■ Extrait fourni ■
--

J'ai le rare privilège de me souvenir de ma prise de conscience. Un matin, je me suis réveillé, et je me suis demandé, non pas quel était le visage (je ne les voyais pas) de mes parents, mais quelle était leur voix. Je les ai découvertes, il y en a une que j'ai aimée plus que l'autre, n'importe. Un soir, je me suis endormi vagissant dans la conscience simultanée et un matin, je me suis réveillé conscient.

 

Ce qui m'a étonné rétrospectivement est que la première question que je me suis posée était celle de ma filiation. Bien plus tard, je l'ai récusée, puis j'ai essayé d'assumer ce que je pouvais de l'héritage ou de la condition de fils. Mais dans ce premier éveil de ma conscience d'enfant qui jouait dans le couloir, autant il m'était facile d'identifier mes parents quoi que j'en pense, autant je ne parvenais pas à m'identifier à moi-même. Sitôt que j'essayais, tout devenait pesant alors que j'étais chétif et rachitique à faire pitié. Je faisais passivement l'expérience de ce que Rimbaud a formulé activement en disant : "Je est un autre".

 

« La personne est ce qu’il y a de plus parfait dans tout l’Univers » dit saint Thomas." A ce compte, est-ce "je" ou "moi" qui suis une personne ? Quelle perfection y a-t-il en "je" si, ne pouvant m'identifier à moi-même, je ne puis pas répondre de mes actes ? Serais-je coupable et pas responsable ?

 

Certes, si je me réfère à ce que Dieu révèle de Lui-même au buisson ardent, tout ce que j'arrive à fixer de Lui, c'est que son Verbe est "le sujet de toutes les paroles" (Il est donc aussi le sujet de tous mes rapports sur moi et si c'est le cas, ma question est résolue), mais parce que l'être est l'objet du "noli me tangere", Il donne ses prolégomènes à la théologie apophatique. Si donc c'est "je" et non pas "moi" qui suis une personne, je suis trop l'analogue de Dieu en ce que ce que je suis, dans mon cas m'excède, mais excède ce que je peux en dire. Ce que je suis excède ce en quoi je puis répondre de moi. Et autant le fait que je sois l'analogue de Dieu en excédant ce que je peux en dire pourrait donner prise à mon orgueil, à mon prométhéisme, voir à mon prothéisme, autant, au contraire, le fait que je ne peux pas répondre de moi, que je ne suis pas identique à moi-même, que je suis même étranger à moi-même  constitue une humiliation. Plus j'avance et moins je me ressemble.Une distance semble avoir été mise entre moi et moi-même pour que je ne puisse pas me ressembler, m'admirer ou me regarder. Je suis interdit de narcissisme puisque je ne fais pas ce que je veux. Plus je vais, plus mes actes s'éloignent de moi. Je n'ai pas donné, en matière de résultat, ce que je promettais en fait d'espérances. Je ne suis pas devenu ce qui se dégageait de moi, l'addition promet d'être salée. Plus mes actes s'éloignent de moi, plus je m'aperçois que je ne peux plus être sauvé que par un transfert de justification, qui, s'il n'est pas miraculeusement opéré par le Dieudont le Nom est Salut, doit m'entraîner inexorablement et logiquement dans la seconde mort, moi dont la vie est pavée de bonnes intentions, mais dont les œuvres ne correspondent pas.

--

■ Matériel fourni ■
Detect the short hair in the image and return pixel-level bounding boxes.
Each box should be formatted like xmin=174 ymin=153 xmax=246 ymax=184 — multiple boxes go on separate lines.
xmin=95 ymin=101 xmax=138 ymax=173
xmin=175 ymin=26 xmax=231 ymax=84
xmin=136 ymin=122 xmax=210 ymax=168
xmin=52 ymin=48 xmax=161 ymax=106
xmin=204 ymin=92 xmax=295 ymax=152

--

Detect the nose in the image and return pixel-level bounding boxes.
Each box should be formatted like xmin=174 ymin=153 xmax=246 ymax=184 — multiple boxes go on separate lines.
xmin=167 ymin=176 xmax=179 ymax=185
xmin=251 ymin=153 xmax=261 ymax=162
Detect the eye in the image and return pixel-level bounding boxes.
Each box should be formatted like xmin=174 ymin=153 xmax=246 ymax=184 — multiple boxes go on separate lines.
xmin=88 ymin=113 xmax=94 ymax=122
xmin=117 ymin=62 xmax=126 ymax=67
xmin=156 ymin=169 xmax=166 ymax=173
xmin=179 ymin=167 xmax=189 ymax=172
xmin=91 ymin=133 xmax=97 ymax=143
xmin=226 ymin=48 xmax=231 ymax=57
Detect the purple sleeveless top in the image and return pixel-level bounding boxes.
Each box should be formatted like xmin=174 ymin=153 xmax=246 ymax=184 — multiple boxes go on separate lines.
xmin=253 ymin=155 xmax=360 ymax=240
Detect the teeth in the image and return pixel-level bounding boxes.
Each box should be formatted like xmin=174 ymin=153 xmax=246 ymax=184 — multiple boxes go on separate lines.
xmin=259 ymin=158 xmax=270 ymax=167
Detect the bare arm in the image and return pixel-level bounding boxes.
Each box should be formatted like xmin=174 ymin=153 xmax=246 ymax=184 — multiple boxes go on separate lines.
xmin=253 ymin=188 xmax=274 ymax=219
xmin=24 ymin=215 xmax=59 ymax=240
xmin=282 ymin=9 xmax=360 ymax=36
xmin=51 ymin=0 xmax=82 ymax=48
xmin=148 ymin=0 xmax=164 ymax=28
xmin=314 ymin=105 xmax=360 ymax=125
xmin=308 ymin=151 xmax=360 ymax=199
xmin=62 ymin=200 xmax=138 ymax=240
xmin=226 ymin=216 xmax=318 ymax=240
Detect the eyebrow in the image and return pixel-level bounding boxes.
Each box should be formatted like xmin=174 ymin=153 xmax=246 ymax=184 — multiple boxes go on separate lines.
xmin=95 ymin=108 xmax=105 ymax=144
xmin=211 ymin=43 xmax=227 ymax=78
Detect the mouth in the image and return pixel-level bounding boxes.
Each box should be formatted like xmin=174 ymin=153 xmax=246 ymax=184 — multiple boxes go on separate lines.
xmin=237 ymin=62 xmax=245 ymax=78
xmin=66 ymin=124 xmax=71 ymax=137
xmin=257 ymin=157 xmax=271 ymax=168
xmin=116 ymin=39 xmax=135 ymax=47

--

■ Consigne A ■
Quelle formule de Rimbaud est citée dans l'extrait fourni ?
■ Consigne B ■
Relevez dans les enregistrements toutes les lignes contenant la chaîne « pixel ». La casse doit être respectée.

■ Corrigé A ■
« Je est un autre ».

■ Corrigé B ■
Detect the short hair in the image and return pixel-level bounding boxes.
Detect the nose in the image and return pixel-level bounding boxes.
Detect the eye in the image and return pixel-level bounding boxes.
Detect the purple sleeveless top in the image and return pixel-level bounding boxes.
Detect the teeth in the image and return pixel-level bounding boxes.
Detect the bare arm in the image and return pixel-level bounding boxes.
Detect the eyebrow in the image and return pixel-level bounding boxes.
Detect the mouth in the image and return pixel-level bounding boxes.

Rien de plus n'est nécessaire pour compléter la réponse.